Listing start

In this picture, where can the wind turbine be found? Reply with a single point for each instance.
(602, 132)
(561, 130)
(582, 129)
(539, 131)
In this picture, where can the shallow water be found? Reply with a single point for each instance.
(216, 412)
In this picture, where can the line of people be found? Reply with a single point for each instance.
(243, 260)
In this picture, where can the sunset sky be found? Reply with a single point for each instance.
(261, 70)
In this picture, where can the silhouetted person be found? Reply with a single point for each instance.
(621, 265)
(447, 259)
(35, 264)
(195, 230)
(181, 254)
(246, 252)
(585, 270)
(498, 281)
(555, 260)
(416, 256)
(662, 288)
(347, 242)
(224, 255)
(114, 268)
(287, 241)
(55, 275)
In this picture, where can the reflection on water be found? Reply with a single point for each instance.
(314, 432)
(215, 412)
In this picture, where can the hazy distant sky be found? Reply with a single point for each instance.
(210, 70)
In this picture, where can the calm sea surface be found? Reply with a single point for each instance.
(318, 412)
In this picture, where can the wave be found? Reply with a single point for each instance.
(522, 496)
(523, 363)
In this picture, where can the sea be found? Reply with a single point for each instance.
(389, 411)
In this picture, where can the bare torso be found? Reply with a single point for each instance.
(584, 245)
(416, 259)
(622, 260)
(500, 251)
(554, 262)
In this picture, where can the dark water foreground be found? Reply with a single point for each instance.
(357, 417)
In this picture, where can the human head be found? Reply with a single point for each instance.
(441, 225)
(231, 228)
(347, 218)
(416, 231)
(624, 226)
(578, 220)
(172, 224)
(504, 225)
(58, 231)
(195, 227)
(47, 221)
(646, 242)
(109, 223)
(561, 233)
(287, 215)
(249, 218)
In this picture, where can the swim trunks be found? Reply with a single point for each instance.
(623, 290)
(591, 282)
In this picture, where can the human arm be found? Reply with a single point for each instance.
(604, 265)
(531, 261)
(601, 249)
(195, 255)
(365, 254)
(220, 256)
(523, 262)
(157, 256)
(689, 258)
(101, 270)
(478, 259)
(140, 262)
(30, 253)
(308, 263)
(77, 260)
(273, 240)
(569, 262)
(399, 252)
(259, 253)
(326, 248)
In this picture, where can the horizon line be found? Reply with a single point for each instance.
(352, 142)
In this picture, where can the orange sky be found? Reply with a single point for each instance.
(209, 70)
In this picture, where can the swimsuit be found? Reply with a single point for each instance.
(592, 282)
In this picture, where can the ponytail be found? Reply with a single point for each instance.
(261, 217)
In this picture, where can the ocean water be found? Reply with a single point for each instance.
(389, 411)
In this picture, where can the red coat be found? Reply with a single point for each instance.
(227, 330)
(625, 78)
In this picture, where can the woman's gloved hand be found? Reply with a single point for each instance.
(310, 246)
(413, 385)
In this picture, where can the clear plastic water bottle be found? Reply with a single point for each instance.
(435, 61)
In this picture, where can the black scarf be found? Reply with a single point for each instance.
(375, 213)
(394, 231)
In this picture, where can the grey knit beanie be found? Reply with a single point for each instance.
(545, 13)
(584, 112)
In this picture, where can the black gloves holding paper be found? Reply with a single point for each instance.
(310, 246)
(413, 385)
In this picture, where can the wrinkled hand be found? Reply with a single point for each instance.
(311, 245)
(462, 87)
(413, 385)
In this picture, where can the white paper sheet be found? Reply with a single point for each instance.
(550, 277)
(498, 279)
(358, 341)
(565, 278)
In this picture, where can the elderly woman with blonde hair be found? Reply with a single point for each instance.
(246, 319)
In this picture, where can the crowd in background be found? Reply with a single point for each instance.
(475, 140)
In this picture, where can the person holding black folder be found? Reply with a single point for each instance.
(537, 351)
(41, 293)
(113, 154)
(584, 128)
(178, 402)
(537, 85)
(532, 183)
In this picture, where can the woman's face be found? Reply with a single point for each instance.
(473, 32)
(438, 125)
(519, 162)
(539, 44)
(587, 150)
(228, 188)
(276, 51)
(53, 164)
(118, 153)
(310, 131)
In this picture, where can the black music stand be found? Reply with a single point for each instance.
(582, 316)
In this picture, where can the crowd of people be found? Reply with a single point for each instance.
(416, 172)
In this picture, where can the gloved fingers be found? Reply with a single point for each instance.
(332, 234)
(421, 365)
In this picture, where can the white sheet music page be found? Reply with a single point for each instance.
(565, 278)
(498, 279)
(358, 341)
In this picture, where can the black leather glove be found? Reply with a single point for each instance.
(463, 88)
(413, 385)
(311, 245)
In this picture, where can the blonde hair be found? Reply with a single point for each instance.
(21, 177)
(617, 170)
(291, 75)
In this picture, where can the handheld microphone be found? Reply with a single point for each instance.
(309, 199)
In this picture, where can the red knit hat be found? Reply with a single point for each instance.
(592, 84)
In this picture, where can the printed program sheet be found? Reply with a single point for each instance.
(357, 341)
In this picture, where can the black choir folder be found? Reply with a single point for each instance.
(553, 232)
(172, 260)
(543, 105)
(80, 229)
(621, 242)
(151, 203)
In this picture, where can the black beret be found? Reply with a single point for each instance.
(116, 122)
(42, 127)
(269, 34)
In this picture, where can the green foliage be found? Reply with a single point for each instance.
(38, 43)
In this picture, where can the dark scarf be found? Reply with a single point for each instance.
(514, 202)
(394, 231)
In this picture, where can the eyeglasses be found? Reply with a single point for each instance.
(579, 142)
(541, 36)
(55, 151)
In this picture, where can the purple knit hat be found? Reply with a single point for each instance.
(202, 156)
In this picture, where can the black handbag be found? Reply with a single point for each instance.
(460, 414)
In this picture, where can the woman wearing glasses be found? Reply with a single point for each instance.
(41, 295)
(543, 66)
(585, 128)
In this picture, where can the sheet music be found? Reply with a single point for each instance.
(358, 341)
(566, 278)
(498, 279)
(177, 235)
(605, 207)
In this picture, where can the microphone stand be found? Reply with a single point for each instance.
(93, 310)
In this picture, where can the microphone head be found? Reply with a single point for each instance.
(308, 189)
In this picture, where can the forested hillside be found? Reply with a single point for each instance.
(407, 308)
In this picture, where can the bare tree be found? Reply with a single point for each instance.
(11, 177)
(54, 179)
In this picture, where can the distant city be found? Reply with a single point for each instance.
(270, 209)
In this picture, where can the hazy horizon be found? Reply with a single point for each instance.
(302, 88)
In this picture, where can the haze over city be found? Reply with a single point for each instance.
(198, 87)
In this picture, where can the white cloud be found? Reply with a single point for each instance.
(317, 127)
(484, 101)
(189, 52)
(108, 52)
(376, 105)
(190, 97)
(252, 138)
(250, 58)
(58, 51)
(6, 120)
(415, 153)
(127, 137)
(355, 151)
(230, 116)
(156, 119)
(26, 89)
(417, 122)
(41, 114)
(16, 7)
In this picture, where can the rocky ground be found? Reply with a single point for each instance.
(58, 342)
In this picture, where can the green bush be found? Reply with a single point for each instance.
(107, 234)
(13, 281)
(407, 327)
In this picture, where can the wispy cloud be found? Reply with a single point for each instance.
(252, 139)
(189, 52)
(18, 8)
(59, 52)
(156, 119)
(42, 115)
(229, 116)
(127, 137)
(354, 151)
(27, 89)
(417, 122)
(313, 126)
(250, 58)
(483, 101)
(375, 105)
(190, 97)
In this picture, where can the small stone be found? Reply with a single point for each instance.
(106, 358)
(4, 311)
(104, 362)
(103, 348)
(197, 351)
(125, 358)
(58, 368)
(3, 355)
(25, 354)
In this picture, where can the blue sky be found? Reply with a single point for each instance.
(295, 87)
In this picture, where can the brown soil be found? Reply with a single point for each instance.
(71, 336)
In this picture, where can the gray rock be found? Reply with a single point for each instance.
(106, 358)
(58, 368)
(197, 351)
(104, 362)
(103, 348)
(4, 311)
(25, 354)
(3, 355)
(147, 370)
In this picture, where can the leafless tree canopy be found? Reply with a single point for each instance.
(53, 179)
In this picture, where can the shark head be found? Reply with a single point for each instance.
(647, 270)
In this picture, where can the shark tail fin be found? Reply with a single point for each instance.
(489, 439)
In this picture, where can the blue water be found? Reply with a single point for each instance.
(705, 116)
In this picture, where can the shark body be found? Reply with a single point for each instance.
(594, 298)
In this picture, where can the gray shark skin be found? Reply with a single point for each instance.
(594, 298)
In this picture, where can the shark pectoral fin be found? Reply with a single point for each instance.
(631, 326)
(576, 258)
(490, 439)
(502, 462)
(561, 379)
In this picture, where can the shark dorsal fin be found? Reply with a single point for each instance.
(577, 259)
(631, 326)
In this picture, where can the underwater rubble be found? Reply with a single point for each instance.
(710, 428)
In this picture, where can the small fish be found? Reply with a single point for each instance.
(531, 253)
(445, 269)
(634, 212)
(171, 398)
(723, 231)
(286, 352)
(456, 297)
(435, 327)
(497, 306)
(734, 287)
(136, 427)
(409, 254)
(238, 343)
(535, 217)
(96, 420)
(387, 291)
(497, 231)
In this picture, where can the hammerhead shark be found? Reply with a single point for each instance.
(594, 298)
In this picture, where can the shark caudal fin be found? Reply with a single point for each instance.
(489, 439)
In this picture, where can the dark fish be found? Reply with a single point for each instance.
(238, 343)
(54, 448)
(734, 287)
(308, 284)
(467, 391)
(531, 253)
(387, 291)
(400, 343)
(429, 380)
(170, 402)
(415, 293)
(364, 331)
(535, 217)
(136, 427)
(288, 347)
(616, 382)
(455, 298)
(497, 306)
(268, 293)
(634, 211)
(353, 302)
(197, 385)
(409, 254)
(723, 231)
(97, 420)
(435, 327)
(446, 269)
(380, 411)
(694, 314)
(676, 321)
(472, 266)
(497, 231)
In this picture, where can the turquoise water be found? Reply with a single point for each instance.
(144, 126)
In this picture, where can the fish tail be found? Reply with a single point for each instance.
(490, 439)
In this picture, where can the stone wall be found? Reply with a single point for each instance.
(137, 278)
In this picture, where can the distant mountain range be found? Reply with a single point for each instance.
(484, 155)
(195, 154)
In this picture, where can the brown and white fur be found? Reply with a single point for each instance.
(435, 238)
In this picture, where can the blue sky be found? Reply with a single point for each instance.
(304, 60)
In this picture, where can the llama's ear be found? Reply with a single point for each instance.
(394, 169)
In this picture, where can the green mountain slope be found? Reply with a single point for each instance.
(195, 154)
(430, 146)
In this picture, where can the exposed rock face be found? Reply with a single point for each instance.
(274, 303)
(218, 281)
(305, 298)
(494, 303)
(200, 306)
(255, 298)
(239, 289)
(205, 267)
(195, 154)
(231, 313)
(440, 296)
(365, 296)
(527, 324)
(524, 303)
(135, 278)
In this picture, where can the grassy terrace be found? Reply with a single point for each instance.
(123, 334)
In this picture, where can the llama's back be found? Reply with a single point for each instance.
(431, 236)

Listing end

▶ _Request_:
Please quote nothing but the lines from the line with "In this picture, where can the fish" through the end of the data above, exactly as written, ends included.

▶ _Finished answer_:
In this picture, where can the fish tail be found? Reply with a single point for each instance.
(490, 439)
In this picture, where can the stone wall be found? Reply with a single point for each instance.
(137, 278)
In this picture, where can the distant mountain range be found? Reply with a single point for each instance.
(484, 155)
(195, 154)
In this picture, where can the brown and white fur be found? Reply with a single point for each instance.
(435, 238)
In this picture, where can the blue sky be found? Reply with a single point for each instance.
(304, 60)
In this picture, where can the llama's ear be found? Reply with a single point for each instance.
(394, 169)
In this picture, where can the green mountain slope be found? Reply with a single point for each instance.
(195, 154)
(430, 146)
In this picture, where can the exposed rock face be found? Reply with a single point for each instance.
(274, 303)
(218, 281)
(305, 298)
(494, 303)
(200, 306)
(255, 298)
(239, 289)
(205, 267)
(195, 154)
(231, 313)
(440, 296)
(365, 296)
(527, 324)
(524, 303)
(135, 278)
In this picture, where can the grassy terrace be found? Reply with a single point for each instance.
(123, 334)
In this picture, where can the llama's back be found? Reply with a single point for each instance.
(431, 236)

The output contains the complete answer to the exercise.